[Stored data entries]
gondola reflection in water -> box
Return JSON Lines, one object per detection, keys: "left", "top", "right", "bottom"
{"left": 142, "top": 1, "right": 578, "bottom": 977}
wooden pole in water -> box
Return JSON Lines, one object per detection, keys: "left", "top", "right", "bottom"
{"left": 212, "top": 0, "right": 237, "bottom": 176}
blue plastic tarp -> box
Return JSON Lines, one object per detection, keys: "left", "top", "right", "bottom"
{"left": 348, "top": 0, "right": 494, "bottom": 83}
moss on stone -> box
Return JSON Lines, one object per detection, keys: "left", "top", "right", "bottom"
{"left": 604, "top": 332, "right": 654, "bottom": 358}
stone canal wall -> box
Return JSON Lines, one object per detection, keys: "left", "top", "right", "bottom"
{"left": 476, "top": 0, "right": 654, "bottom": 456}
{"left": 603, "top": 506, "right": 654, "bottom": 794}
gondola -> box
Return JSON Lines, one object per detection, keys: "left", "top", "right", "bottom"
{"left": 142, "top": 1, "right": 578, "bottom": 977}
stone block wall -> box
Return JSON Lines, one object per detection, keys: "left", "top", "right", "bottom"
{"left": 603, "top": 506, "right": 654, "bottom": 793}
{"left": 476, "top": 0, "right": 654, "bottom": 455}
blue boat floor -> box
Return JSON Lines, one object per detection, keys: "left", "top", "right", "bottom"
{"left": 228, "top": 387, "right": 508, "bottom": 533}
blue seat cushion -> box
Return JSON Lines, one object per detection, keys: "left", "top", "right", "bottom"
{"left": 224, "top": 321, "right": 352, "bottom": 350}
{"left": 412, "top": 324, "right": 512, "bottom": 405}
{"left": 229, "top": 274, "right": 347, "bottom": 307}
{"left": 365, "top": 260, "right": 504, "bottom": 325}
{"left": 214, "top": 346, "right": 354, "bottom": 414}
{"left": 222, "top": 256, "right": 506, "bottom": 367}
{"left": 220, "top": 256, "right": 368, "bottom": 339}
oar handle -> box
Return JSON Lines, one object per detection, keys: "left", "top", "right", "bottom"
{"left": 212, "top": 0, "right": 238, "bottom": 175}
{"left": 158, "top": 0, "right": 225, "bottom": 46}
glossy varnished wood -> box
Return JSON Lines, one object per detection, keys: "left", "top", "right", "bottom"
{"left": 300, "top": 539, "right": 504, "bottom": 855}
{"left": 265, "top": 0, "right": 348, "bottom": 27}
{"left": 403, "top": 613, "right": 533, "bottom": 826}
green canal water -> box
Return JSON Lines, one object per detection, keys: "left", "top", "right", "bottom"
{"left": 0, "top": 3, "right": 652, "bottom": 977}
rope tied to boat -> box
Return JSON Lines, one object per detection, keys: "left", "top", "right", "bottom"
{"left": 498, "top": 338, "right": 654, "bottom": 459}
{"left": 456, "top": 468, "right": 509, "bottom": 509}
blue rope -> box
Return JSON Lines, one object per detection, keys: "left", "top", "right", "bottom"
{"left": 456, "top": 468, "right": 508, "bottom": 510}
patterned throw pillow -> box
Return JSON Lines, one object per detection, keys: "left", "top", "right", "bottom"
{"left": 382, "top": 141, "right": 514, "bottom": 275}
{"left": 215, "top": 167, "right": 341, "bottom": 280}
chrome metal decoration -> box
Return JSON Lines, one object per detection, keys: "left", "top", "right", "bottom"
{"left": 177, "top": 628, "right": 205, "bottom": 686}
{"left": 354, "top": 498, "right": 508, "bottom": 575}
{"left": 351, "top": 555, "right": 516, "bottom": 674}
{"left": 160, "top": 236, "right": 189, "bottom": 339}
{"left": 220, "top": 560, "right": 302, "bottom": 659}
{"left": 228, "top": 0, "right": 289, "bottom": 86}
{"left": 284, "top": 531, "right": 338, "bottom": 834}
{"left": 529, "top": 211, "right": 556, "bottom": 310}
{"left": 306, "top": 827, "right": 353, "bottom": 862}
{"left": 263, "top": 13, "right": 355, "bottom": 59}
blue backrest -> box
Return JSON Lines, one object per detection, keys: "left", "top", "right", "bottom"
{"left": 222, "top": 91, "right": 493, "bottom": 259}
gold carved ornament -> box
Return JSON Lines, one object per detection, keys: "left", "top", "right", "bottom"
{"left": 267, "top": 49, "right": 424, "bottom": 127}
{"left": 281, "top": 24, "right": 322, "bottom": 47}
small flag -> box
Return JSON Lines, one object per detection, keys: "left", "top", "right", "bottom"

● About this exercise
Write every entry out again exactly.

● Exercise output
gondola reflection in water -> box
Return JSON Lines, one object per detection, keys: "left", "top", "right", "bottom"
{"left": 142, "top": 1, "right": 578, "bottom": 977}
wooden pole in water -> box
Return JSON Lines, one object per detection, keys: "left", "top", "right", "bottom"
{"left": 212, "top": 0, "right": 237, "bottom": 176}
blue plastic tarp -> box
Return JSON Lines, one object per detection, keys: "left", "top", "right", "bottom"
{"left": 348, "top": 0, "right": 494, "bottom": 83}
moss on stone -> box
Return JSON Lines, one object per detection, keys: "left", "top", "right", "bottom"
{"left": 604, "top": 332, "right": 654, "bottom": 358}
stone canal wall -> box
Return JSON Lines, one object per detection, keys: "left", "top", "right", "bottom"
{"left": 476, "top": 0, "right": 654, "bottom": 456}
{"left": 603, "top": 506, "right": 654, "bottom": 794}
gondola -> box
Return JSON Lines, one object per detection, keys: "left", "top", "right", "bottom"
{"left": 142, "top": 1, "right": 578, "bottom": 977}
stone block wall -> box
Return JSON Lines, one object per detection, keys: "left", "top", "right", "bottom"
{"left": 603, "top": 506, "right": 654, "bottom": 793}
{"left": 476, "top": 0, "right": 654, "bottom": 455}
blue boat floor -> box
Return JSON Lines, one object per detection, keys: "left", "top", "right", "bottom"
{"left": 228, "top": 387, "right": 508, "bottom": 533}
blue seat cushion -> box
Return JSON Lines, one object per detection, keys: "left", "top", "right", "bottom"
{"left": 224, "top": 321, "right": 352, "bottom": 350}
{"left": 412, "top": 324, "right": 512, "bottom": 405}
{"left": 229, "top": 274, "right": 347, "bottom": 307}
{"left": 365, "top": 260, "right": 504, "bottom": 325}
{"left": 214, "top": 346, "right": 354, "bottom": 414}
{"left": 222, "top": 256, "right": 506, "bottom": 367}
{"left": 220, "top": 256, "right": 368, "bottom": 339}
oar handle -> box
Return JSON Lines, one object per detection, keys: "left", "top", "right", "bottom"
{"left": 212, "top": 0, "right": 238, "bottom": 175}
{"left": 158, "top": 0, "right": 225, "bottom": 46}
glossy varnished wood -> box
Return JSON Lines, one object per detection, keys: "left", "top", "right", "bottom"
{"left": 300, "top": 539, "right": 504, "bottom": 855}
{"left": 265, "top": 0, "right": 348, "bottom": 27}
{"left": 403, "top": 613, "right": 533, "bottom": 826}
green canal water -> box
Return JSON Lines, one object per detection, keys: "left", "top", "right", "bottom"
{"left": 0, "top": 3, "right": 652, "bottom": 977}
rope tied to boat -> box
Return JSON Lines, one object per detection, keys: "left", "top", "right", "bottom"
{"left": 498, "top": 338, "right": 654, "bottom": 459}
{"left": 456, "top": 468, "right": 509, "bottom": 509}
blue rope -> box
Return JSON Lines, one object per detection, keys: "left", "top", "right", "bottom"
{"left": 456, "top": 468, "right": 508, "bottom": 510}
patterned throw pillow -> box
Return JSON Lines, one object per detection, keys: "left", "top", "right", "bottom"
{"left": 382, "top": 141, "right": 514, "bottom": 275}
{"left": 215, "top": 167, "right": 341, "bottom": 280}
chrome metal decoration -> box
Return JSON Lines, one object per detection, keys: "left", "top", "right", "bottom"
{"left": 177, "top": 628, "right": 205, "bottom": 686}
{"left": 354, "top": 498, "right": 508, "bottom": 575}
{"left": 351, "top": 555, "right": 516, "bottom": 674}
{"left": 160, "top": 236, "right": 189, "bottom": 339}
{"left": 220, "top": 560, "right": 302, "bottom": 659}
{"left": 228, "top": 0, "right": 289, "bottom": 86}
{"left": 284, "top": 531, "right": 338, "bottom": 834}
{"left": 529, "top": 211, "right": 556, "bottom": 310}
{"left": 306, "top": 827, "right": 353, "bottom": 862}
{"left": 263, "top": 13, "right": 355, "bottom": 59}
blue backrest -> box
Return JSON Lines, one object per detection, keys: "left", "top", "right", "bottom"
{"left": 222, "top": 91, "right": 493, "bottom": 259}
gold carved ornament -> box
Return JSON Lines, one object per detection, keys: "left", "top", "right", "bottom"
{"left": 267, "top": 49, "right": 424, "bottom": 127}
{"left": 281, "top": 24, "right": 322, "bottom": 47}
small flag -> box
Return JSON Lines, one object per detection, keys: "left", "top", "right", "bottom"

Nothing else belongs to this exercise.